## EXCERPT
****************
Prime Minister of Peru
- In office 28 July 2000 – 21 November 2000
- President: Alberto Fujimori
- Preceded by: Alberto Bustamante Belaunde
- Succeeded by: Javier Pérez de Cuéllar

Governor of Huancavelica Region
- In office 1 January 2007 – 31 December 2010
- Preceded by: Salvador Espinoza Huarocc
- Succeeded by: Maciste Díaz Abad

Personal details
- Born: Luis Federico Salas Guevara Schultz 4 September 1950 Lima, Peru
- Died: 28 April 2021 (aged 70) Huancavelica, Peru
- Party: Independent Avancemos (2000)
- Spouse: Rosario Serpa
- Alma mater: Peruvian Institute of Business Administration

= Federico Salas =

Peruvian Prime Minister (1950–2021)

Luis Federico Salas-Guevara Schultz (4 September 1950 - 28 April 2021) was a Peruvian politician. He was the 49th Prime Minister of Peru in 2000, being the final prime minister of President Alberto Fujimori's decade-long rule.

== Biography ==
Federico Salas was born in Lima on 4 September 1950, son of Federico Salas Guevara Alarco and Edith Schultz Macchiavello.
****************
## GIVEN MATERIAL
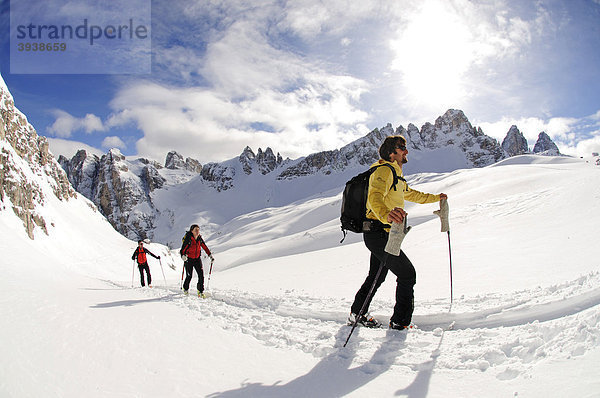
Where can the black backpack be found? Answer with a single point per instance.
(354, 200)
(185, 241)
****************
## TASKS TO COMPLETE
(1) Answer these questions about the Federico Salas profile, with each answer on its own line and marked like its question:
(a) Who preceded him as Prime Minister of Peru?
(b) Who succeeded him as Governor of Huancavelica Region?
(c) What was his mother's name?
(2) Could you reproduce the Federico Salas profile from "Personal details" up to and including "Independent Avancemos (2000)", substituting "Nonpartisan" for "Independent"?

## ANSWERS BELOW
(1)
(a) Alberto Bustamante Belaunde
(b) Maciste Díaz Abad
(c) Edith Schultz Macchiavello

(2)
Personal details
- Born: Luis Federico Salas Guevara Schultz 4 September 1950 Lima, Peru
- Died: 28 April 2021 (aged 70) Huancavelica, Peru
- Party: Nonpartisan Avancemos (2000)